[RECORDS FOR THIS EXERCISE]
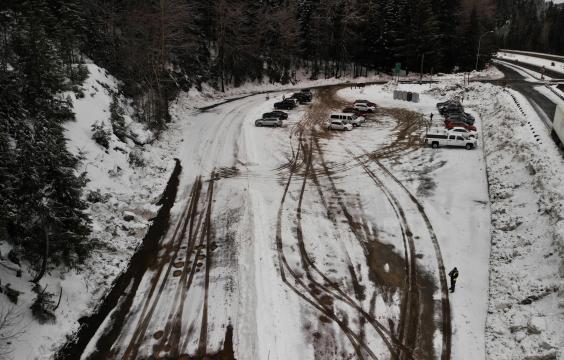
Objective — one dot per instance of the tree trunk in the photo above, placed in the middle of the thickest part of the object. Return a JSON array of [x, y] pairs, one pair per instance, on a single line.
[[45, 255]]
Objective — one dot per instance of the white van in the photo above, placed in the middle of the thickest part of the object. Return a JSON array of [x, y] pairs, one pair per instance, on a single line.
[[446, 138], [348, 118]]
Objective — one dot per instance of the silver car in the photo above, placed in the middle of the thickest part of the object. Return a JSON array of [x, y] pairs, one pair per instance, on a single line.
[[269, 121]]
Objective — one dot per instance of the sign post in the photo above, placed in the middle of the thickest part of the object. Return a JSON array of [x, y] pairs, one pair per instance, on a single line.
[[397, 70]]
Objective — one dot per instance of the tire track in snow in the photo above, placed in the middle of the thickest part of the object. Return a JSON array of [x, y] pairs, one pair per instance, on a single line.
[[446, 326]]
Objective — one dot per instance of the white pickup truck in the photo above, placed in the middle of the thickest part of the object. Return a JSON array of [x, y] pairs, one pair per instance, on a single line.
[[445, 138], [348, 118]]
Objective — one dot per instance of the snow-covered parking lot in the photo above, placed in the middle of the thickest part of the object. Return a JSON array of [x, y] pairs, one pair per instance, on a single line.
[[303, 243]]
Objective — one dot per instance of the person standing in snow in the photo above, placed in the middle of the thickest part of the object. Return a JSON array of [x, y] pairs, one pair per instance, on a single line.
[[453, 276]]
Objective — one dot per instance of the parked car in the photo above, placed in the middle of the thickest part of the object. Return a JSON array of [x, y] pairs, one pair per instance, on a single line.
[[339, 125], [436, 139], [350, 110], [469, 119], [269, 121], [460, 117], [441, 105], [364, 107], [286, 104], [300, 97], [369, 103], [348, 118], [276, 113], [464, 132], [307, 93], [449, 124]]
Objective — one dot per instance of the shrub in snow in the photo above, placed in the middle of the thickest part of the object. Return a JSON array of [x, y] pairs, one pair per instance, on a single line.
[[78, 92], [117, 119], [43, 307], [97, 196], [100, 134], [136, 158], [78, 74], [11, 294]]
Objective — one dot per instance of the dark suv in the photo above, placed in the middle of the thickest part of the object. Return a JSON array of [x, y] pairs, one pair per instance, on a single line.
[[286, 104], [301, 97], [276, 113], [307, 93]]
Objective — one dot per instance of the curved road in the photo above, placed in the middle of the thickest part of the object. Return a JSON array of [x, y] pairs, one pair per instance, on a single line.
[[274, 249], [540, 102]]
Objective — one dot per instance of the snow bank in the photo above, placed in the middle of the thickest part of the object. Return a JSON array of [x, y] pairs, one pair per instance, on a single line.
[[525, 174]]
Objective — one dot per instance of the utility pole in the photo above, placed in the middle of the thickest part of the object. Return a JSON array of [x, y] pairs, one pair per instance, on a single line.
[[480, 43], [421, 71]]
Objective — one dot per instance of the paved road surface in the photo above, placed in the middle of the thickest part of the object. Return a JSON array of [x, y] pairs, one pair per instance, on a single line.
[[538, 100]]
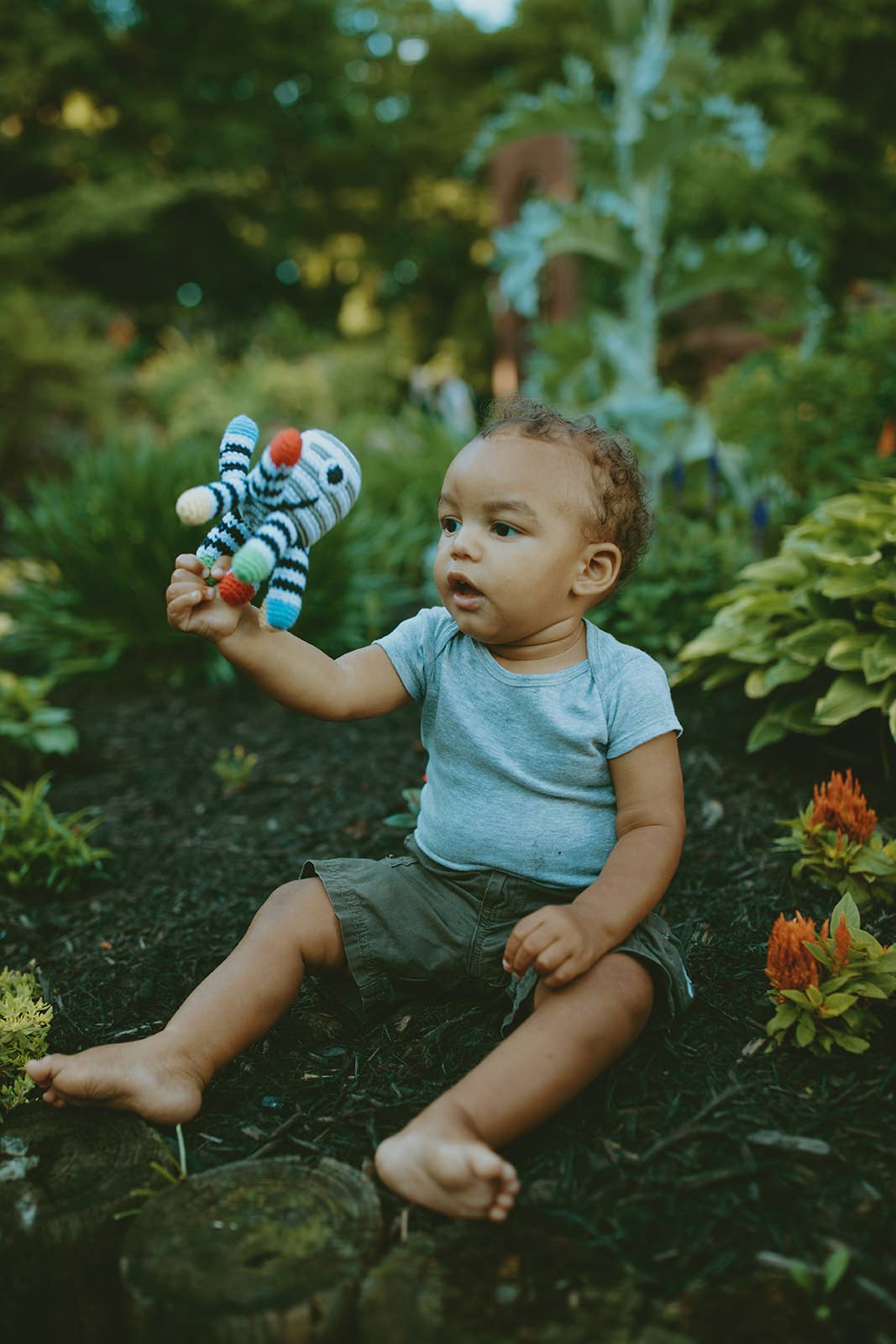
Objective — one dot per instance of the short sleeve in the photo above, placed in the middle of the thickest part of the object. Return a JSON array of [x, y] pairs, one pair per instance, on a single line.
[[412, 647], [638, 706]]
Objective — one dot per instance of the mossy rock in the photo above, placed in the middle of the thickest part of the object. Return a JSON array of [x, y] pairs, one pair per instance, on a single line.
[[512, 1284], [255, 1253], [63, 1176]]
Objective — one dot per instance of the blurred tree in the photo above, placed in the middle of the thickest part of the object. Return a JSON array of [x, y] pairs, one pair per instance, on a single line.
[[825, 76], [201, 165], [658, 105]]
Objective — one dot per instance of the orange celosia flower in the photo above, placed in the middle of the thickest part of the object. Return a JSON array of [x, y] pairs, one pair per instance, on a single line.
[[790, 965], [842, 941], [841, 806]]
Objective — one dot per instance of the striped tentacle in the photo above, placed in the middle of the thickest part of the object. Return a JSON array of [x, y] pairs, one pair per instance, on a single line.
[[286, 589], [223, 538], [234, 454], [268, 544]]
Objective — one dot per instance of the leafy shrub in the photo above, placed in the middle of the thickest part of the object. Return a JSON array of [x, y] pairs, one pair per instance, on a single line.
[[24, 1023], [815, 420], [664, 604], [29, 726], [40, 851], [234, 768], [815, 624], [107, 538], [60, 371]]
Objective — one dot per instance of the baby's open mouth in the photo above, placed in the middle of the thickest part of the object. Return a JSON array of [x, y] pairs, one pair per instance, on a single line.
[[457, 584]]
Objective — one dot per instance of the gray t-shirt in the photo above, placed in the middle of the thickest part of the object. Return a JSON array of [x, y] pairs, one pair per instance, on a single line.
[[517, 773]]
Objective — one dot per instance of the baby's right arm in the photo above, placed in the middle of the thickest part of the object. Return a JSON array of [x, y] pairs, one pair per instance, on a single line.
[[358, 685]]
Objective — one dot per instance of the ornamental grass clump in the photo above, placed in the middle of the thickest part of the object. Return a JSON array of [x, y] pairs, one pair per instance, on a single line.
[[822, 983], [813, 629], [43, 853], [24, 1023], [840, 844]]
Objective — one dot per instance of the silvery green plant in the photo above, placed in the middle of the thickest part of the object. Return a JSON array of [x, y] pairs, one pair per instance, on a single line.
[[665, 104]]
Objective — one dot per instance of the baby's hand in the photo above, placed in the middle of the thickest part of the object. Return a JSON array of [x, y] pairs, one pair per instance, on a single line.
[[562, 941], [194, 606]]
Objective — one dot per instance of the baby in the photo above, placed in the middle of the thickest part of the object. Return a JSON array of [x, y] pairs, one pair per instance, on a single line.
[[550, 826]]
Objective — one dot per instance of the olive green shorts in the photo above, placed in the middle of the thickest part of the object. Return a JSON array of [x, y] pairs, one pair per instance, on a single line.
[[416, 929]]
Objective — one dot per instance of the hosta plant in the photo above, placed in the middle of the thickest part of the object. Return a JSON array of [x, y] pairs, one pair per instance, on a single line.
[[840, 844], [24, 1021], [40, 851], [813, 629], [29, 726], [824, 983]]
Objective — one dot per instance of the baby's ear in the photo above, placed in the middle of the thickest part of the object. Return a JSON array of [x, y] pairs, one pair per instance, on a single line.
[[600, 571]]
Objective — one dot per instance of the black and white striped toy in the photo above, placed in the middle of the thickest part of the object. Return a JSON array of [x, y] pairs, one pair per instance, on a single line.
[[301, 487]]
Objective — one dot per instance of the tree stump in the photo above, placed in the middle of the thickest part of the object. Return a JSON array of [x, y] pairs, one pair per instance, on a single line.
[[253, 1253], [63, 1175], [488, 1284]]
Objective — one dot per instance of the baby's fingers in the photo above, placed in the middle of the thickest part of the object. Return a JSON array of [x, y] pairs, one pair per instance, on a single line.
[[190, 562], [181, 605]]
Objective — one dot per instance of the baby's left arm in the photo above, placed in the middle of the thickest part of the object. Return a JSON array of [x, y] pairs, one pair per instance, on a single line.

[EXERCISE INSTRUCTIONS] The records above should be written out in full and unchanged, except that pictures are dropped.

[OUTPUT]
Objective — one dot per instance of the tree trunk in the photo above, placed in the middle of the thickest part of the object. Return a JSON array of [x, y] pairs, one pair per instance, on a single line.
[[45, 255]]
Objective — one dot per instance of the white van in the photo above, placed in the middle of the thickest part of the object. Return a JSON array of [x, y] pairs, one pair per instance, on a single line.
[[446, 138], [348, 118]]
Objective — one dot per instance of the silver car in the photo above, placed in the middle of the thickest part of the object. Return a JSON array of [x, y] pairs, one pair per instance, on a single line.
[[269, 121]]
Objective — one dot per instance of the sign post in the photo above, placed in the middle of the thickest part of the object. Return a JSON array of [x, y] pairs, one pair per instance, on a single line.
[[397, 70]]
Objective — one dot per instance of the tire track in snow in the photo above, placed in the middle of the thickest part of the object. Return a JSON array of [x, y] pairs, one pair per instance, on a single line.
[[446, 326]]
Objective — one dot per instance of the white pickup truck in the photo above, placed in the middle of the thickest part of the object. Return a JSON array of [x, y] pairs, one pair per instance, on a single line.
[[445, 138], [348, 118]]
Objective — one dot per instance of the snow-covered parking lot in the photo above, placed in the middle of the thickest part of the object. Return a JSON array of [x, y] pairs, one pair per instance, on a single line.
[[303, 243]]
Objective — one dot per instance of the person standing in snow in the photo above, placed in the middle of the thickest part of the object. Return a JSON array of [x, y] pairs, one pair per instance, on a single line.
[[453, 276]]
Objective — one dot per instance of the parked car in the photo above, placed in the middle of the thickest part of the object. Return a JSON array of [x, y] pairs, one pair per instance, on a single line.
[[339, 125], [436, 139], [350, 110], [469, 119], [269, 121], [460, 117], [441, 105], [364, 107], [286, 104], [300, 97], [369, 103], [348, 118], [276, 113], [464, 132], [307, 93], [449, 124]]
Objective — one dot per instance of the shrub in snow in the photo above, placed in the middle of the thickest part of the object. Return a JSON array of [x, y] pairs, one pair per instance, on a single line.
[[78, 92], [117, 119], [43, 307], [97, 196], [100, 134], [136, 158], [78, 74], [11, 294]]
Objective — one dot per instance of the dark suv in the photo above, placed in the middle of the thickest part of the object. Return a JSON array of [x, y] pairs, one pair per instance, on a single line.
[[286, 104], [301, 97], [276, 113], [307, 93]]
Objective — one dot per instance of the curved road in the photo above, placed in the middle of the thickest part of the object. Return a JSON array of [x, y] pairs, one pair per instance, on a single line.
[[274, 249], [540, 102]]
Objective — one dot per instance of the snow bank in the photo above, placed in the middle of the thickest part of the object. Return a JSON array of [x, y] pairs, one pair per instance, on a single line.
[[525, 174]]
Objective — one dot per instance of the utility pole in the photo above, placed in the middle of the thickest part of the object. Return a JSON array of [x, y] pairs, one pair per instance, on a single line.
[[480, 43], [421, 71]]
Objective — one dot per instance of the paved road surface in the photo above, placed in the middle of the thickest part of the object. Return a JSON array of [x, y] pairs, one pair per instance, on a single line.
[[538, 100]]
Objective — one dot per instance of the short sleeve in the photo above, placed in the middle of the thickest part of the object. Return a JSON array of [x, y] pairs, one pair per instance, on a single line.
[[412, 647], [638, 706]]
Objective — one dot per instance of the mossy rock in the photo above, placed in the middle of the thickest part of the object. Return a JSON array of [x, y] pairs, one pair per instance, on a single line.
[[512, 1284], [255, 1253], [63, 1176]]
Objective — one dot per instance of the blurred tree in the photo above, placed in the middle of the thickest part of the object. Return a JSON array of [x, y] pairs, one pair per instance, on a single line.
[[825, 76], [201, 165], [658, 105]]
Objective — one dot per instance of the orange celosia flower in the photo above, placed in the middle of the thickest part of the object. Return a JSON array of [x, y] pairs, one pair per instance, on a single line.
[[790, 965], [842, 941], [841, 806]]
Objective — one dot per instance of the striped tentacle in the photo above, placed in the middle of the thickest part of the object. Return a JSON array of [x, y] pairs, one pair per instance, on a single line.
[[286, 589], [223, 538], [234, 454], [268, 544]]
Objective — one dot per instance of the leafy shrub in the photo above, placed in the middle of the thickest part of the object. Return a JSON array of [x, y] pairs, one pair per instance, on a single line.
[[24, 1023], [815, 420], [664, 604], [29, 726], [40, 851], [234, 768], [815, 624], [107, 538], [60, 371]]
Objective — one dot per instance of the baby's open mouth in the photo above, placed in the middle of the thickest part of the object. Return a JSON array of [x, y] pairs, one pair per instance, on a single line.
[[457, 584]]
Objective — one dot per instance of the gray t-shirt in the photo above, placed in the middle of the thickest part of the object. Return a JSON array of [x, y] pairs, one pair per instance, on a single line.
[[517, 773]]
Objective — one dot per instance of the baby's right arm in the photo above, placed in the middle of the thickest part of the object. Return a JSON array of [x, y] pairs, one pair per instance, on a single line.
[[358, 685]]
Objective — one dot per instance of the ornamental grass clump in the photo above, placed in the middle of the thickest part of the object. Return a JSON array of [x, y] pairs, one pair per instance, on a single line.
[[822, 983], [813, 629], [43, 853], [24, 1023], [840, 844]]
Objective — one dot per instance of the silvery green plant in the photo above, placed in the middle of the thickest part of the object. Return a JSON array of [x, y] pairs, one pair per instance, on a single line.
[[665, 104]]
Objective — one dot per instance of the baby's hand in the photo above, placed in the middle of the thickest part of the object. Return a JSON array of [x, y] pairs, one pair per instance, on a single line.
[[562, 941], [194, 606]]
Objective — one dot per instance of the baby in the photo above, placed in the middle of the thickest part of the object. Return a JSON array of [x, y] pairs, one pair per instance, on a single line.
[[550, 826]]
Objective — one dot per instance of the olive green shorts in the photo above, placed in the middle of the thickest part of the object. Return a JSON array of [x, y] pairs, one pair per instance, on a single line.
[[416, 929]]
Objective — one dot per instance of the hosta plant in the photo above, placed in the middle of the thickest part of the object. Return a JSON array of [x, y] pairs, one pair per instance, on a single line.
[[840, 844], [24, 1021], [40, 851], [813, 629], [29, 726], [824, 983]]
Objective — one dot per instance of the baby's ear in the photo above, placed in the middle of the thickest part of the object. Return a JSON array of [x, y] pairs, one pair per instance, on a single line.
[[600, 571]]
Objective — one dot per instance of the black and white striped toy in the photo above, placed in the middle of the thickest part of the object. Return a JSON array of [x, y] pairs, one pair per instance, on a single line.
[[301, 487]]
Objective — one dot per instance of the tree stump in the photo above, placed in the middle of the thickest part of the object. Return a JSON array of [x, y] pairs, one pair per instance, on a single line.
[[253, 1253], [63, 1175], [488, 1284]]
Objective — one dot per instance of the baby's fingers in the photo above, placed in the middle of the thickest part of the object. Return a JSON array of [x, y] pairs, one pair per instance, on a single line.
[[190, 562], [181, 605]]
Objective — one dot per instance of the baby's left arm in the photo above, placed in the middle of the thickest part of the object. Return a JSON array of [x, y] pairs, one pair per instance, on a single line.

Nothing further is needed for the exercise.